## Your goal
Extract, unchanged, the portion of the records that starts with the line containing "Tag the camouflage" and continues through the end of the records. Leave out the pictures.

## Material for this exercise
## BEGIN

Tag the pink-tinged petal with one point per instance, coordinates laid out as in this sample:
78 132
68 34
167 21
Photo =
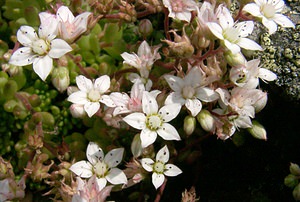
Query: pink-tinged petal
114 157
116 176
283 20
42 66
64 14
169 112
253 9
78 97
172 170
136 120
232 47
59 48
94 153
215 30
148 137
149 103
82 169
147 164
175 97
102 84
157 180
101 182
105 99
26 35
84 84
194 106
270 25
22 56
249 44
206 94
175 83
266 74
168 132
163 155
91 108
193 78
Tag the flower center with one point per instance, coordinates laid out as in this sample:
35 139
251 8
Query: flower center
40 47
268 10
188 92
153 122
159 167
94 96
100 169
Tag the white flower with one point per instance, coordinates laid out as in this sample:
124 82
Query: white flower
91 94
70 27
143 60
154 121
160 168
103 167
233 35
39 50
269 11
189 90
180 9
247 76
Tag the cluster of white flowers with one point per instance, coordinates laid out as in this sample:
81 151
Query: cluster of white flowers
230 108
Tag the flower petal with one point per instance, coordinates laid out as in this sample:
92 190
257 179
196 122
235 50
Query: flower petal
163 155
42 66
194 106
84 84
59 48
147 164
94 153
168 132
157 180
149 103
147 137
116 176
172 170
102 84
105 99
136 120
82 169
26 35
78 97
22 56
114 157
176 83
169 112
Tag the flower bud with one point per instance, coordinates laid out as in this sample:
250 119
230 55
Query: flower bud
136 146
258 131
296 192
61 78
145 27
235 59
206 120
189 125
294 169
77 111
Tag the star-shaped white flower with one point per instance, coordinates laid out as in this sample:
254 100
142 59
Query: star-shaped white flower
247 75
189 90
154 121
233 35
91 94
103 167
143 60
180 9
269 11
160 167
39 50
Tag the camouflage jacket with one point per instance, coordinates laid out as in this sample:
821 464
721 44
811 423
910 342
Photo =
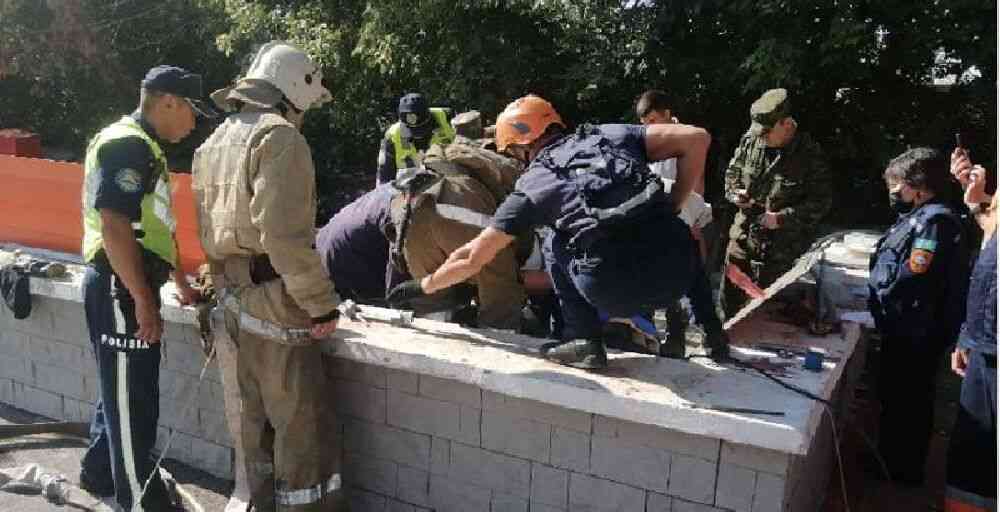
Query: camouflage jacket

## END

## The output
Tag the camouflage jacket with one point per instance, coordinates laid out as in this sample:
821 464
721 44
811 423
910 342
Photo =
Query: camouflage jacket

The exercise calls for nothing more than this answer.